» **Task directions**:
The entries below should be output exactly as written.

Pointing dataset records:
================================

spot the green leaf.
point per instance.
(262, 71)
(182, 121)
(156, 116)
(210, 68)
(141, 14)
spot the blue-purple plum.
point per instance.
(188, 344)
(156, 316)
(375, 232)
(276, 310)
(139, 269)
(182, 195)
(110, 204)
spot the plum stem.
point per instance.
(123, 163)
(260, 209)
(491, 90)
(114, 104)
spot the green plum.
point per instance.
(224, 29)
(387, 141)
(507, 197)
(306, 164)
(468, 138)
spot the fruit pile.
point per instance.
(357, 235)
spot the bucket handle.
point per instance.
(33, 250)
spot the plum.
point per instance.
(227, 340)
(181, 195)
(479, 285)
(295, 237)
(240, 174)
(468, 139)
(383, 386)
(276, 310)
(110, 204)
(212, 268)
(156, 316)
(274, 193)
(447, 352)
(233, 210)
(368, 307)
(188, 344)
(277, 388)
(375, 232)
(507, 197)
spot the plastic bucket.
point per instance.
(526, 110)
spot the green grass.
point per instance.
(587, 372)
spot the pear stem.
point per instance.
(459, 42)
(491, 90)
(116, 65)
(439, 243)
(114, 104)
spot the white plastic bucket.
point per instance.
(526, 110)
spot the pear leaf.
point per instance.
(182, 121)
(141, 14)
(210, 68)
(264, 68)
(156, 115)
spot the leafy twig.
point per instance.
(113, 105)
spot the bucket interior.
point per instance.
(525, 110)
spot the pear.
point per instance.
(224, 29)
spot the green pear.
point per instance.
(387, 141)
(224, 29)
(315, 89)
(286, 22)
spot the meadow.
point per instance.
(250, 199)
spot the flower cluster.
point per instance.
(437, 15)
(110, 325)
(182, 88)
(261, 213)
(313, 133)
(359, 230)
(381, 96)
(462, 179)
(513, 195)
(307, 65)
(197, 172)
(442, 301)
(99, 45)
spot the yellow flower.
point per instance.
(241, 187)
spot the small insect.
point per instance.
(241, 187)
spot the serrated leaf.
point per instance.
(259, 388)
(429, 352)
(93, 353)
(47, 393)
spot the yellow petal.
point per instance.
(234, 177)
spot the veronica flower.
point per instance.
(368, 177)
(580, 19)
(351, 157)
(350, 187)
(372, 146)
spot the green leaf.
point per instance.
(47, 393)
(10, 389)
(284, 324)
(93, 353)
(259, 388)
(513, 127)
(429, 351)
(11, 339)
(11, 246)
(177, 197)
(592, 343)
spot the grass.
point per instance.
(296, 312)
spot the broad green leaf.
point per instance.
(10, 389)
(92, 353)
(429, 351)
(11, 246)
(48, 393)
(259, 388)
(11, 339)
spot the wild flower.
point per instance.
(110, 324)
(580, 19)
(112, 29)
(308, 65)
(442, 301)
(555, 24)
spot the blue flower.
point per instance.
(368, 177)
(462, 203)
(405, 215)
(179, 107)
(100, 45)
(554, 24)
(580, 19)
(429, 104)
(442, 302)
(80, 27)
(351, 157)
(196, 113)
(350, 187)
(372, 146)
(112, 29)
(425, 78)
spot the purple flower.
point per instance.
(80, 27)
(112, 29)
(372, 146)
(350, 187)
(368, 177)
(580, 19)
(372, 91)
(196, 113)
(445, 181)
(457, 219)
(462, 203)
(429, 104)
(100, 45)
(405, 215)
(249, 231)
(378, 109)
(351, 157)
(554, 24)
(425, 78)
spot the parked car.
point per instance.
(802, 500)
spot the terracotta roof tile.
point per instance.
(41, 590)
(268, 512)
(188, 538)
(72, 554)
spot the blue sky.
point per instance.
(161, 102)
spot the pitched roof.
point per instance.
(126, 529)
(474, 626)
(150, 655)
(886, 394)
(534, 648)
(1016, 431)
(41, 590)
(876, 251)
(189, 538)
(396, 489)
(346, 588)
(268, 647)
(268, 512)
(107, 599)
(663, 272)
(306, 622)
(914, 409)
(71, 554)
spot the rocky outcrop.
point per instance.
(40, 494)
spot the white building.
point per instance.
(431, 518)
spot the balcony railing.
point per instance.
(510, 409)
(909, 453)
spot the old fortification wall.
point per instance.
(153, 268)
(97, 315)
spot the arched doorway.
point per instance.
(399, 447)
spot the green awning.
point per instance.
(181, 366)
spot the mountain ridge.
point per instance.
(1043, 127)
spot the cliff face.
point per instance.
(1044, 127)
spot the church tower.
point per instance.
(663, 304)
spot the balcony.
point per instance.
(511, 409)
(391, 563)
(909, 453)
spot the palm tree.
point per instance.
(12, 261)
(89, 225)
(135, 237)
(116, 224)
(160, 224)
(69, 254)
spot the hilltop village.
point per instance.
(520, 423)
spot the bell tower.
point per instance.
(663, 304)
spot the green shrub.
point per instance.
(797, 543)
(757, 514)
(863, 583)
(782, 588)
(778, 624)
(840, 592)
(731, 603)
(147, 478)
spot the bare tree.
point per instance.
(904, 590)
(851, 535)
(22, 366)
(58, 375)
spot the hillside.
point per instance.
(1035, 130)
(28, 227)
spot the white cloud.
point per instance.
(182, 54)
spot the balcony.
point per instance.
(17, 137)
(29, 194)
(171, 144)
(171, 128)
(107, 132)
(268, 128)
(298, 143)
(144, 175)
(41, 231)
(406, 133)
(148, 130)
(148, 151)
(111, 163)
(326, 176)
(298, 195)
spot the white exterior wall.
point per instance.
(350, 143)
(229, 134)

================================

» **Full answer**:
spot the green leaf.
point per instance.
(262, 71)
(182, 121)
(156, 116)
(210, 68)
(141, 14)
spot the blue-purple plum.
point per instance.
(188, 344)
(156, 316)
(375, 232)
(276, 310)
(139, 269)
(182, 195)
(110, 204)
spot the plum stem.
point per instance.
(123, 163)
(260, 209)
(491, 90)
(114, 104)
spot the green plum.
point per instance.
(224, 29)
(387, 141)
(507, 197)
(306, 164)
(468, 138)
spot the fruit pile.
point per instance.
(357, 235)
spot the bucket handle.
point per instance.
(33, 250)
spot the plum.
point per instance.
(227, 340)
(181, 195)
(479, 285)
(295, 237)
(240, 174)
(468, 139)
(383, 386)
(276, 310)
(110, 204)
(212, 268)
(156, 316)
(274, 193)
(447, 352)
(233, 210)
(368, 307)
(188, 344)
(277, 388)
(375, 232)
(507, 197)
spot the plastic bucket.
point per instance.
(526, 110)
spot the green grass.
point per instance.
(587, 372)
spot the pear stem.
point per instance.
(459, 42)
(491, 90)
(116, 65)
(439, 243)
(114, 104)
spot the white plastic bucket.
point per instance.
(526, 110)
spot the pear leaf.
point per instance.
(182, 121)
(141, 14)
(210, 68)
(264, 68)
(156, 115)
spot the leafy twig.
point per instance.
(113, 105)
spot the bucket interior.
point per instance.
(525, 110)
spot the pear.
point per instance.
(224, 29)
spot the green pear.
point per instance.
(387, 141)
(224, 29)
(315, 89)
(286, 22)
spot the meadow.
point per instance.
(250, 199)
spot the flower cluster.
point per instance.
(437, 15)
(110, 325)
(182, 88)
(261, 213)
(313, 133)
(359, 230)
(381, 96)
(462, 179)
(513, 195)
(307, 65)
(197, 172)
(442, 301)
(99, 45)
spot the yellow flower.
point per instance.
(241, 187)
spot the small insect.
point per instance.
(241, 187)
spot the serrated leaf.
point per instance.
(259, 388)
(429, 352)
(93, 353)
(47, 393)
spot the yellow petal.
point per instance.
(234, 177)
spot the veronica flower.
point per instance.
(368, 177)
(580, 19)
(351, 157)
(350, 187)
(372, 146)
spot the green leaf.
point per instance.
(47, 393)
(10, 389)
(284, 324)
(93, 353)
(259, 388)
(513, 127)
(429, 351)
(11, 339)
(11, 246)
(177, 197)
(592, 343)
spot the grass.
point per instance.
(296, 312)
spot the broad green leaf.
point per instance.
(10, 389)
(92, 353)
(429, 351)
(11, 246)
(48, 393)
(259, 388)
(11, 339)
spot the wild flower.
point per instance.
(110, 324)
(580, 19)
(112, 29)
(308, 65)
(442, 301)
(555, 24)
spot the blue flower.
point per instance.
(368, 177)
(462, 203)
(405, 215)
(179, 107)
(100, 45)
(554, 24)
(580, 19)
(429, 104)
(442, 302)
(80, 27)
(351, 157)
(196, 113)
(350, 187)
(372, 146)
(112, 29)
(425, 78)
spot the purple flower.
point per instance.
(80, 27)
(112, 29)
(372, 146)
(350, 187)
(368, 177)
(580, 19)
(372, 91)
(196, 113)
(445, 181)
(457, 219)
(462, 203)
(429, 104)
(100, 45)
(405, 215)
(249, 231)
(378, 109)
(351, 157)
(554, 24)
(425, 78)
spot the parked car.
point per instance.
(802, 500)
spot the terracotta roof tile.
point per instance.
(41, 590)
(268, 512)
(188, 538)
(72, 554)
spot the blue sky.
point per instance.
(161, 102)
spot the pitched roof.
point per instance.
(126, 529)
(474, 626)
(150, 655)
(886, 394)
(534, 648)
(1016, 431)
(41, 590)
(876, 251)
(189, 538)
(396, 489)
(346, 588)
(268, 647)
(268, 512)
(107, 599)
(663, 272)
(306, 622)
(914, 409)
(71, 554)
spot the rocky outcrop.
point per instance.
(40, 494)
spot the white building.
point per instance.
(431, 518)
spot the balcony railing.
point per instance.
(510, 409)
(909, 453)
spot the old fortification wall.
point per instance.
(153, 268)
(97, 315)
spot the arched doorway.
point per instance.
(399, 447)
spot the green awning.
point per instance.
(181, 366)
spot the mountain ridge.
point per instance.
(1043, 127)
spot the cliff face.
point per instance.
(1044, 127)
spot the church tower.
point per instance.
(663, 304)
spot the balcony.
point per instance.
(511, 409)
(391, 563)
(909, 453)
spot the palm tree.
point per instance.
(12, 261)
(89, 225)
(135, 237)
(116, 224)
(160, 224)
(69, 254)
spot the hilltop village.
point per instance.
(520, 423)
spot the bell tower.
point per instance.
(663, 304)
spot the green shrub.
point per instance.
(797, 543)
(757, 514)
(863, 583)
(782, 588)
(778, 624)
(840, 592)
(731, 603)
(147, 478)
spot the bare tree.
point per instance.
(904, 590)
(851, 535)
(22, 366)
(58, 375)
spot the hillside.
point per instance.
(1035, 130)
(28, 227)
spot the white cloud.
point per instance.
(182, 54)
spot the balcony.
point per instance.
(17, 137)
(29, 194)
(171, 144)
(171, 128)
(107, 132)
(268, 128)
(298, 143)
(144, 175)
(41, 231)
(406, 133)
(148, 130)
(148, 151)
(111, 163)
(326, 176)
(298, 195)
spot the white exterior wall.
point per instance.
(350, 143)
(229, 134)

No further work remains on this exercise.